EXERCISE INSTRUCTIONS:
A. Retype the forum thread on blind placement from "I am curious" to "(Feb 27, 2002)".
B. Lay out the rows as a numbered list, from the line with "Tag the roof" through the last line of the rows, leaving out blank lines.

PROVIDED PASSAGE:
________________

# Upwind or downwind?



## Codeman (Mar 9, 2010)

I am curious where you guys like to setup your blinds when your hunting snows in the spring. Upwind or downwind of your opening?


----------



## nodakoutdoors.com (Feb 27, 2002)

We're typically on the upwind side. We only shift downwind if the wind is heavy.


----------



## 495hp (Aug 20, 2006)

Always on the upwind or at least the top third.


----------



## maple lake duck slayer (Sep 25, 2003)

Last year was our first year decoying, and we shot 80 in three days...but we should have moved the blinds to the upwind side and we would have gotten a lot more. We had tons of birds low on the deck but as they came over the front edge of the decoys, they would flare giving us a little farther shots. We know now.


----------



## bluegoose18 (Jan 9, 2008)

Last year we set up close to fifty yards out in front of the spreads 
The only thing we had for cover was mud and empty shells


----------



## teamshakeandbake (Oct 14, 2008)

maple lake duck slayer.. thats usual snows like to rise as soon as they get to the edge of the spread, if they dont rise you can feel pretty confident that you are gonna have a good day! A lot of times it depends on the wind situation on where i put my blinds.


----------



## Andy Weber (Nov 18, 2009)

maple lake duck slayer said:


> Last year was our first year decoying, and we shot 80 in three days...but we should have moved the blinds to the upwind side and we would have gotten a lot more. We had tons of birds low on the deck but as they came over the front edge of the decoys, they would flare giving us a little farther shots. We know now.


If your blinds were on the downwind side you would of been under them before they flared? Or am I thinking backwards?


----------



## Condn (Jul 16, 2010)

Andy Weber said:


> maple lake duck slayer said:
> 
> 
> > Last year was our first year decoying, and we shot 80 in three days...but we should have moved the blinds to the upwind side and we would have gotten a lot more. We had tons of birds low on the deck but as they came over the front edge of the decoys, they would flare giving us a little farther shots. We know now.
> ...


I'm pretty sure he had his upwind and downwind sides mixed up.


----------



## Andy Weber (Nov 18, 2009)

Condn said:


> Andy Weber said:
> 
> 
> > maple lake duck slayer said:
> ...


Thats what I was thinking.


----------



## goosegrinder (Mar 4, 2005)

Upwind unless it really windy. Nearly all snows will work the upwind side when decoying to get to the best feed(in their mind)first.

Alex


----------



## maple lake duck slayer (Sep 25, 2003)

Yep, typed that wrong. It was really windy(30 mph, higher gusts) and we should have been downwind of the "hole", we would have been cutting them in half at 10-20 yards instead of 40 yard shots. But we were so cold and miserable we just kept huddling in the blinds trying to get our fingers warmed up enough to load more shells.


----------

________________

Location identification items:
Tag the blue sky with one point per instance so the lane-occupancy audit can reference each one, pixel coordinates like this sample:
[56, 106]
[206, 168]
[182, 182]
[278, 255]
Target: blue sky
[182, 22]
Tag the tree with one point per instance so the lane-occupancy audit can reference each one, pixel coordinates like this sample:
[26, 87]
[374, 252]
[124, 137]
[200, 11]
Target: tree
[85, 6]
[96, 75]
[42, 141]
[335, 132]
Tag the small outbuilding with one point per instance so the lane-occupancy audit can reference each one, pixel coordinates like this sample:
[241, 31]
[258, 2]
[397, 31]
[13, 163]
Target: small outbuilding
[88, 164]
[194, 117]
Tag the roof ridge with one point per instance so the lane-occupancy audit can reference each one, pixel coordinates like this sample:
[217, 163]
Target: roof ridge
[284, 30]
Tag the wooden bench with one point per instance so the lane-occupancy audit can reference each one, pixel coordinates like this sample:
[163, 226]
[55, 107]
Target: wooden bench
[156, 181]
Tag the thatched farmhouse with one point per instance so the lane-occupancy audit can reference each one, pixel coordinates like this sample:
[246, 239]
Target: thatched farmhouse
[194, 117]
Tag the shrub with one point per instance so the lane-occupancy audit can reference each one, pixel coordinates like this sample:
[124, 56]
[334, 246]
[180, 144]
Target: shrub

________________

RESPONSES TO THE TASKS:
A.
I am curious where you guys like to setup your blinds when your hunting snows in the spring. Upwind or downwind of your opening?


----------



## nodakoutdoors.com (Feb 27, 2002)

B.
1. Tag the roof ridge with one point per instance so the lane-occupancy audit can reference each one, pixel coordinates like this sample:
2. [217, 163]
3. Target: roof ridge
4. [284, 30]
5. Tag the wooden bench with one point per instance so the lane-occupancy audit can reference each one, pixel coordinates like this sample:
6. [163, 226]
7. [55, 107]
8. Target: wooden bench
9. [156, 181]
10. Tag the thatched farmhouse with one point per instance so the lane-occupancy audit can reference each one, pixel coordinates like this sample:
11. [246, 239]
12. Target: thatched farmhouse
13. [194, 117]
14. Tag the shrub with one point per instance so the lane-occupancy audit can reference each one, pixel coordinates like this sample:
15. [124, 56]
16. [334, 246]
17. [180, 144]
18. Target: shrub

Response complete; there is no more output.